» **Written problem 1**
In the forum thread below about buying a first Lange watch, list every username that heads a post, with the date shown for that post.
» **Written problem 2**
Write the next part of the forum thread about buying a first Lange watch, picking up right after its final line.

» **Excerpt to read**
# Got my first Lange!



## xchen418 (Jun 9, 2017)

Lange 1 is such an amazing watch and a true classic. I always felt that Lange 1 should be the first watch to get from this brand.
I dreamt about owning a Lange 1 for a couple of years. I tried on many Lange 1s at various ADs and boutiques in different countries in the past..... I did not walk into this AD planning on buying any watch. But in short, after chatting with the sales rep for a while, I was offered a 20% discount for this piece. Pulled the trigger after all..... Cannot be any happier.
This piece is the 38.5mm Lange 1 in Platinum (aka "Stealth"). You can tell it's literally a heavy hitter.... I love the flat silver dial...... definitely a sleeper

Here comes the pictures:


----------



## praveenkn (Sep 20, 2018)

xchen418 said:


> Lange 1 is such an amazing watch and a true classic. I always felt that Lange 1 should be the first watch to get from this brand.
> I dreamt about owning a Lange 1 for a couple of years. I tried on many Lange 1s at various ADs and boutiques in different countries in the past..... I did not walk into this AD planning on buying any watch. But in short, after chatting with the sales rep for a while, I was offered a 20% discount for this piece. Pulled the trigger after all..... Cannot be any happier.
> This piece is the 38.5mm Lange 1 in Platinum (aka "Stealth"). You can tell it's literally a heavy hitter.... I love the flat silver dial...... definitely a sleeper
> 
> ...


Congrats! She's a stunner! Wear it in good health. That's a great first Lange!


----------



## JMVNYC (Apr 20, 2020)

xchen418 said:


> Lange 1 is such an amazing watch and a true classic. I always felt that Lange 1 should be the first watch to get from this brand.

» **Data block**
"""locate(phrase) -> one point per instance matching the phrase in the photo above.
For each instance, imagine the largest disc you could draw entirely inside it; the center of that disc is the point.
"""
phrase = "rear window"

» **Output 1**
xchen418 (Jun 9, 2017)
praveenkn (Sep 20, 2018)
JMVNYC (Apr 20, 2020)

» **Output 2**
> I dreamt about owning a Lange 1 for a couple of years. I tried on many Lange 1s at various ADs and boutiques in different countries in the past..... I did not walk into this AD planning on buying any watch. But in short, after chatting with the sales rep for a while, I was offered a 20% discount for this piece. Pulled the trigger after all..... Cannot be any happier.
> This piece is the 38.5mm Lange 1 in Platinum (aka "Stealth"). You can tell it's literally a heavy hitter.... I love the flat silver dial...... definitely a sleeper
> 
> ...


absolutely love these. If I had the money I'd have one in my collection but there's quite a few in line before it.
Either way great choice and I always love to see someone buying something a little original.

enjoy in good healthy!


----------



## bigclive2011 (Mar 17, 2013)

Beautiful!!

Congratulations.


----------



## K2PK (Jul 10, 2019)

xchen418 said:


> Lange 1 is such an amazing watch and a true classic. I always felt that Lange 1 should be the first watch to get from this brand.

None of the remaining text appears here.